Pointing records:
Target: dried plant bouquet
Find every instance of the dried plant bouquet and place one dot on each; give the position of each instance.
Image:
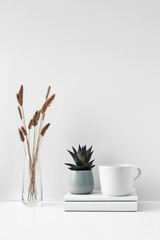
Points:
(35, 129)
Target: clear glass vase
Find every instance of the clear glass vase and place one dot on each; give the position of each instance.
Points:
(32, 194)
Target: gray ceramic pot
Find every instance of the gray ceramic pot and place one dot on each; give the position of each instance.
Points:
(81, 182)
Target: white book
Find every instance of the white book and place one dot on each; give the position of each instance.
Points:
(101, 206)
(97, 196)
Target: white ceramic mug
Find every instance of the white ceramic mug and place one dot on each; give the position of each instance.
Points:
(118, 179)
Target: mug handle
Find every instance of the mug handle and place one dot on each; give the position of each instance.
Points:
(139, 173)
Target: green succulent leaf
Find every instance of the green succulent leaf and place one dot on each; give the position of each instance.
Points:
(81, 158)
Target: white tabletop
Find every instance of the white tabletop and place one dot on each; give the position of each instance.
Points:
(51, 222)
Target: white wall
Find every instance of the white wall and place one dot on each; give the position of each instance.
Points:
(102, 59)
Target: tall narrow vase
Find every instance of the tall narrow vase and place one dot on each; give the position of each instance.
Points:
(32, 194)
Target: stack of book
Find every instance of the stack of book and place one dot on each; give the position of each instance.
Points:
(98, 202)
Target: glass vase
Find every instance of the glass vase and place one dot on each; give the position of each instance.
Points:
(32, 194)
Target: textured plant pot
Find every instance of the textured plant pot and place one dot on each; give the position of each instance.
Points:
(81, 182)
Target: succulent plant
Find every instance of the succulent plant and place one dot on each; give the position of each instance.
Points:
(81, 158)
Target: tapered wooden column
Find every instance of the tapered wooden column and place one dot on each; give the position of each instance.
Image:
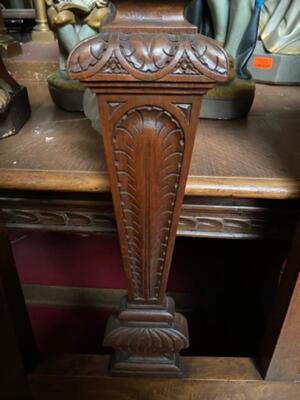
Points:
(149, 69)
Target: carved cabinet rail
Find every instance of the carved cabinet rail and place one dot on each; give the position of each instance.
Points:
(149, 73)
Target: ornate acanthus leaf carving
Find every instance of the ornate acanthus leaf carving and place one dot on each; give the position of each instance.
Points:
(86, 56)
(149, 57)
(149, 53)
(148, 145)
(185, 109)
(210, 55)
(142, 341)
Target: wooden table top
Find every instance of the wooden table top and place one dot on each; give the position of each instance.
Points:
(257, 157)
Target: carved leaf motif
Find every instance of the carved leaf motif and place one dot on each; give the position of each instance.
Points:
(210, 55)
(185, 66)
(148, 146)
(149, 53)
(85, 57)
(146, 341)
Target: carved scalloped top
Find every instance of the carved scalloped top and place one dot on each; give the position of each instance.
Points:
(118, 56)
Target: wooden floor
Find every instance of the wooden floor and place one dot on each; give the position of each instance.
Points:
(86, 377)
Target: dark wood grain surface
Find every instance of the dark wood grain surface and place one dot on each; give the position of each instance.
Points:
(254, 157)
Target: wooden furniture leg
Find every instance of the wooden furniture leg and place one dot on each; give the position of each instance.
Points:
(149, 70)
(280, 353)
(17, 347)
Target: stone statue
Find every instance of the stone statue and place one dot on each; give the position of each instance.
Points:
(14, 104)
(234, 23)
(73, 21)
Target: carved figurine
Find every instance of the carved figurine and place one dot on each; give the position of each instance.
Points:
(14, 104)
(276, 57)
(149, 75)
(73, 21)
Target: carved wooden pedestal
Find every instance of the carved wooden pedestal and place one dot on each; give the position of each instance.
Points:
(149, 69)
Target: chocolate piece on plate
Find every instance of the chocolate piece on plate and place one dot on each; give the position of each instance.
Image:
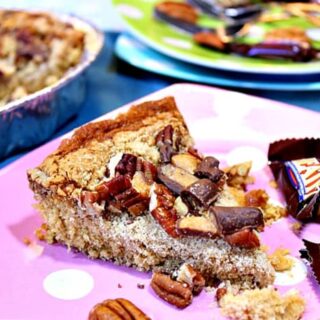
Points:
(233, 219)
(312, 254)
(295, 164)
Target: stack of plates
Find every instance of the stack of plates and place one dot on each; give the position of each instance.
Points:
(159, 48)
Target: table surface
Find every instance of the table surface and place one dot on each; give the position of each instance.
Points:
(113, 83)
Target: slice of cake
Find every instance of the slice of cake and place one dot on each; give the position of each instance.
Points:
(133, 190)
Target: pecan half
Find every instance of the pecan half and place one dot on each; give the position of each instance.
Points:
(233, 219)
(113, 187)
(176, 293)
(117, 309)
(245, 239)
(164, 141)
(174, 178)
(201, 194)
(185, 161)
(209, 168)
(197, 226)
(162, 209)
(192, 277)
(127, 165)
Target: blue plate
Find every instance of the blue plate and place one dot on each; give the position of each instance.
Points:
(137, 54)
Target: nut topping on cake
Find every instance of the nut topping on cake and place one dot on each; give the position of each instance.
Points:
(245, 239)
(185, 161)
(120, 309)
(176, 293)
(197, 226)
(161, 208)
(174, 178)
(209, 168)
(192, 277)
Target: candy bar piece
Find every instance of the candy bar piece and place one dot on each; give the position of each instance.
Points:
(312, 254)
(209, 168)
(232, 219)
(174, 178)
(295, 164)
(201, 193)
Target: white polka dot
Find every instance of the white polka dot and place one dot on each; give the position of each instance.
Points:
(248, 153)
(177, 43)
(68, 284)
(130, 11)
(293, 276)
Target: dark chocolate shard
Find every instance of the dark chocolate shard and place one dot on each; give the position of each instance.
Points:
(201, 194)
(233, 219)
(209, 168)
(127, 165)
(274, 50)
(312, 254)
(174, 178)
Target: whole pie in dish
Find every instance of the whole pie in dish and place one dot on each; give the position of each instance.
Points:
(36, 50)
(135, 191)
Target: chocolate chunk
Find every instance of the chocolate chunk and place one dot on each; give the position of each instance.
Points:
(232, 219)
(201, 194)
(175, 179)
(295, 164)
(209, 168)
(312, 254)
(127, 165)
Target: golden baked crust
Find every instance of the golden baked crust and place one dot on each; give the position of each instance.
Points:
(79, 165)
(36, 49)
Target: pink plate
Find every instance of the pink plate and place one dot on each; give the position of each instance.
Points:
(42, 281)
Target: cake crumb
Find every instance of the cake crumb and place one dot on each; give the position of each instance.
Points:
(281, 260)
(263, 304)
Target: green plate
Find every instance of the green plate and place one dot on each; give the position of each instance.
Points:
(138, 17)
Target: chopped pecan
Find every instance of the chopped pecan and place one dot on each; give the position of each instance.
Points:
(245, 239)
(233, 219)
(176, 179)
(117, 309)
(164, 141)
(197, 226)
(238, 175)
(256, 198)
(127, 165)
(209, 168)
(113, 187)
(185, 161)
(162, 209)
(201, 194)
(89, 197)
(192, 277)
(176, 293)
(177, 10)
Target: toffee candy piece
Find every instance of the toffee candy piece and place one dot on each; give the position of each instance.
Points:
(232, 219)
(295, 164)
(201, 193)
(209, 168)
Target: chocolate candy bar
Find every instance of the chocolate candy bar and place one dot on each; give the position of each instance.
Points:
(295, 164)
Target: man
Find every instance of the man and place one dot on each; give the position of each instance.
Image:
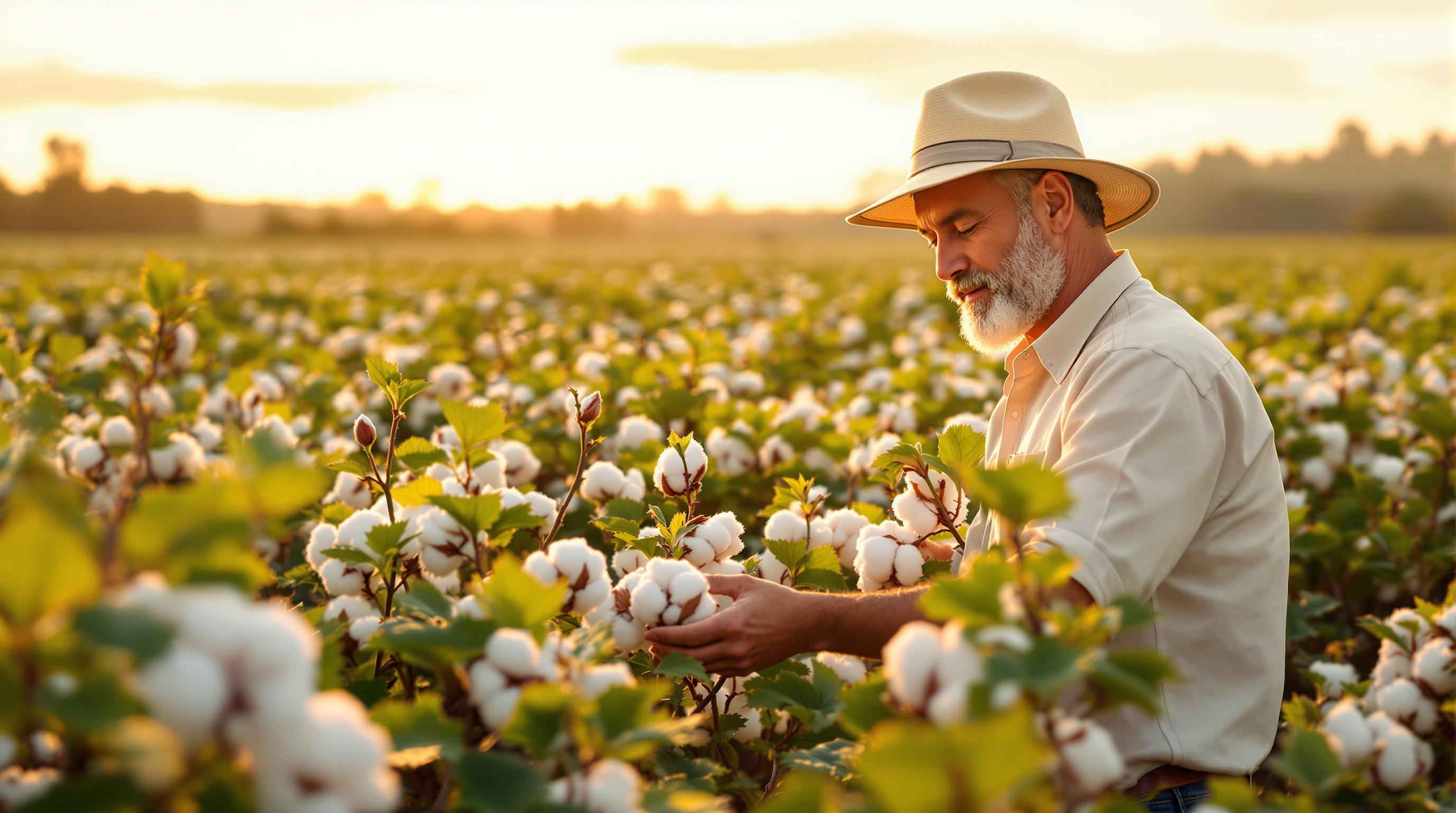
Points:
(1157, 429)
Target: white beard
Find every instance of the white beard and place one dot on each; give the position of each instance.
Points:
(1018, 293)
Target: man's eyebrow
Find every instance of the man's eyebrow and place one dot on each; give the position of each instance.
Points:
(956, 215)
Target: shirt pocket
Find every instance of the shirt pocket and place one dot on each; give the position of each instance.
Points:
(1025, 458)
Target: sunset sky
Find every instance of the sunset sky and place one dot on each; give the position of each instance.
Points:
(778, 104)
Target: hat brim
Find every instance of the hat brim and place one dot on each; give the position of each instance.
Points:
(1126, 193)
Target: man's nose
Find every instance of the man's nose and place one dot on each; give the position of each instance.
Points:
(948, 264)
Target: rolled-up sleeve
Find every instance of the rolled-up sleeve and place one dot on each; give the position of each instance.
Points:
(1141, 455)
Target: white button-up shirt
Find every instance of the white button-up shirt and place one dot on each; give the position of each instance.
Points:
(1170, 456)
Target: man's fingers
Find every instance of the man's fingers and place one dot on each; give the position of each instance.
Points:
(936, 551)
(730, 585)
(696, 634)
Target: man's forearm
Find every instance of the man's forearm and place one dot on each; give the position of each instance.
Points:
(858, 624)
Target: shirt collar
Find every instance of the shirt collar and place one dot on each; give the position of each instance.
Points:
(1060, 345)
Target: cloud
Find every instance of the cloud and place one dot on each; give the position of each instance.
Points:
(1439, 74)
(1285, 12)
(906, 65)
(49, 84)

EXERCISE:
Output an exact copy of the lines from the one with "Target: toffee candy piece" through the closing line of the records, inclusive, without any images.

RESPONSE TO THE EXERCISE:
Target: toffee candy piece
Find every instance of the toffee candy piece and place one dot on each; give the position of each instance.
Points:
(232, 219)
(295, 164)
(201, 193)
(209, 168)
Target: chocolate candy bar
Find every instance of the chocolate candy bar and place one dot on each; give the position of each instance.
Points:
(295, 164)
Target: man
Find every instance of the man and place one dot on each; give the position of each instance.
Image:
Points:
(1157, 429)
Target: white beard
Find every instance of the white beard and place one dot on each; give the position of each instance.
Points:
(1018, 293)
Target: man's eyebrow
Find every instance of the man's eyebrow and place one dot on each; give the position of each instance.
Points:
(956, 215)
Target: shirt pocket
Find every instance of the shirt pocket and place one dot on each; give the position of each instance.
Points:
(1025, 458)
Target: sunset sky
Find every instance of the sunset sky and place one dot on each; give the position of each instance.
Points:
(778, 104)
Target: hat brim
Find every instance of the hat brim and place one dot on each; give the position of each instance.
Points:
(1126, 193)
Target: man's nose
Find every instance of the man's nose and place one dot on each; give the position of each instance.
Points:
(948, 264)
Target: rolled-up sleeve
Find every instance of the rolled-up sleeve and place one dot on each; give the position of each instance.
Points:
(1141, 455)
Target: white button-up shirt
Find every instance of the white button-up shirt and place one dot on each; give the position of each instance.
Points:
(1170, 456)
Target: man's fingers
Find every instance of the man's fingers and place one dot on each; give the position of each instance.
Points:
(936, 551)
(730, 585)
(696, 634)
Target: man's forearm
Find every instance of the man's forearm and place one dot on each; give the position of each instance.
Points:
(858, 624)
Target: shirt collar
Find every instance of the shirt collar and place one dot on each; give the position of each instance.
Points:
(1060, 345)
Target: cloud
Find every instance of the cloud and place one dot on each; give the position of each instance.
Points:
(1439, 74)
(1285, 12)
(906, 65)
(49, 84)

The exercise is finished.